Zurück zur Urkirche?
Die Urkirche ging aus einer kleinen jüdischen Reformbewegung hervor,
entwickelte sich jedoch – trotz Verfolgung, innerer Spannungen und äußerer Widerstände – innerhalb weniger Jahrhunderte zu einem weltumspannenden Imperium. Der Weg vom Kreuz Jesu bis zur Zeit der Aufklärung ist eine beeindruckende Geschichte von Mission, Widerstand, innerer Formung und politischer Integration.
Inhalt
Die Ursprünge der Urkirche
Die Anfänge des Christentums liegen im Leben und Wirken Jesu von Nazareth. Nach seinem Tod am Kreuz begannen seine Anhänger, allen voran Petrus und Jakobus, ihn als von Gott gesandten Messias zu verkünden. In Jerusalem entstand so die erste christliche Gemeinde, die sogenannte
Urgemeinde. Zunächst richtete sich ihre Botschaft ausschließlich an Juden und blieb eng mit dem Judentum verbunden.
Eine entscheidende Rolle in der frühen Entwicklung spielte Paulus. Ursprünglich ein Verfolger der Christen, wurde er nach einer tiefgreifenden Bekehrung zu einem der eifrigsten Missionare des Christentums. Obwohl er Jesus nicht persönlich kannte und kein Jünger war, verstand er sich als Apostel. Paulus gründete zahlreiche Gemeinden im gesamten Römischen Reich und öffnete die junge Bewegung auch für Nichtjuden (Heiden). Dies führte zu Spannungen mit den ersten Jüngern in Jerusalem, bis es im Jahr 48 beim Apostelkonzil zu einer Einigung kam: Die Heidenmission wurde akzeptiert – ein entscheidender Schritt hin zu einer eigenständigen Religion.

ROHE ZEILEN:
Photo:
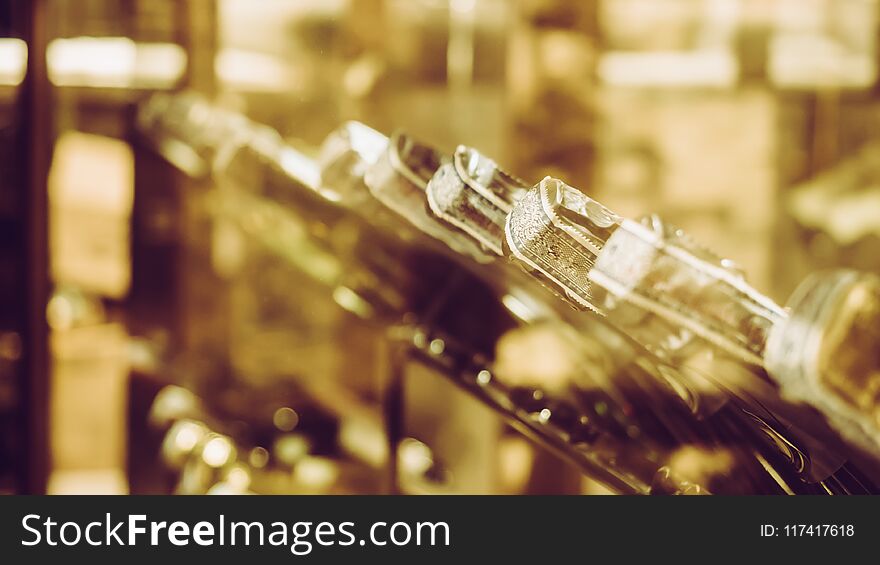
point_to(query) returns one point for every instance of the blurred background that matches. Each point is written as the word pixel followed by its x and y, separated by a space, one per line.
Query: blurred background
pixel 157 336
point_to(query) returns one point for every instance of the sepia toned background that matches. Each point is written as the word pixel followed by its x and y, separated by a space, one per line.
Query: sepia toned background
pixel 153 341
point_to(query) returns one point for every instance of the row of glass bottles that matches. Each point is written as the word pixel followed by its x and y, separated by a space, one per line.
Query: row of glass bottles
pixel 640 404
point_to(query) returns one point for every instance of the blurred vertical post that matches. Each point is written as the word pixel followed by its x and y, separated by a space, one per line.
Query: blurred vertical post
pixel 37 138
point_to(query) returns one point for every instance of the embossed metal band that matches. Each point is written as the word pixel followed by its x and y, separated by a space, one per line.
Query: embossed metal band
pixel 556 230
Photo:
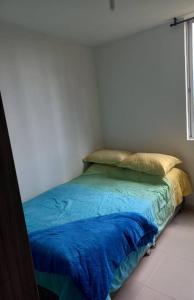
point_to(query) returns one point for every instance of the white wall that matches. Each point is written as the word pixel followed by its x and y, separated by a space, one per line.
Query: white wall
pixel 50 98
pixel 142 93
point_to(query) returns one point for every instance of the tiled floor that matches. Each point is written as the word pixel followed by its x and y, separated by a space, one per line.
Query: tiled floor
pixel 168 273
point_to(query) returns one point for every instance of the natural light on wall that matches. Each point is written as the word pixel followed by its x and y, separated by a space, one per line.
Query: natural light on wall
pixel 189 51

ZIEL: Schreibe den Text über die Urkirche im Anschluss an seinen letzten Satz weiter. Die Zeilen stammen aus einer anderen Quelle als der Text über die Urkirche.

LÖSUNG:
Die Briefe des Paulus sowie weitere apostolische Schreiben wurden bald zu wichtigen Überlieferungen der frühen Kirche und später Teil des Neuen Testaments. Parallel breiteten sich die Gemeinden rasch im östlichen Mittelmeerraum aus – von Antiochia bis Rom.
Lehre und Gottesdienst
Die ersten Christen lebten in enger Gemeinschaft, teilten ihren Besitz, versammelten sich regelmäßig zum Gebet und feierten das “Brotbrechen” – eine frühe Form des Abendmahls. Der Gottesdienst war einfach, familiär, geistlich lebendig und stark gemeinschaftlich geprägt. Im Zentrum standen die Verkündigung, das Gebet, das gemeinsame Mahl und die innere Einheit
mit Christus.
Festgelegte liturgische Strukturen gab es zunächst nicht. Stattdessen gestalteten sich die Versammlungen offen und partizipativ. Hausgemeindeleiter, meist als „Älteste“ bezeichnet, leiteten die Versammlungen. Priester im heutigen Sinn existierten noch nicht, ebenso wenig ein hierarchisches Kirchenamt. Die Gemeinden entwickelten sich autonom, was zu einer frühen
Vielfalt in Theologie und Praxis führte. Erst im 2. Jahrhundert bildeten sich erste feste Formen heraus.
Ein typischer Gottesdienst dürfte – nach späteren Überlieferungen – folgendermaßen abgelaufen sein:
Wortgottesdienst
Dieser Teil entsprach stark dem jüdischen Synagogengottesdienst: Begrüßung z. B. durch den Gastgeber oder einen Gemeindeleiter – „Gnade sei mit euch“ (so wie bei Paulus). Es folgte ein Gebet, oft Psalmen oder freie Gebete, auch jüdische Gebetsformeln. Lesung der Heiligen Schrift, zunächst Altes Testament (v. a. Propheten, Psalmen, Tora), später auch apostolische Briefe und Evangelien, sobald verfügbar. Die Predigt bestand in der Auslegung der Schrift, z. B. durch Älteste, Apostel oder charismatisch begabte Gemeindeglieder. Oft lief das dialogisch ab mit Fragen und Beiträgen. Die Fürbitten bestanden aus Gebeten für Kranke, Verfolgte, die Gemeinde, das Reich Gottes.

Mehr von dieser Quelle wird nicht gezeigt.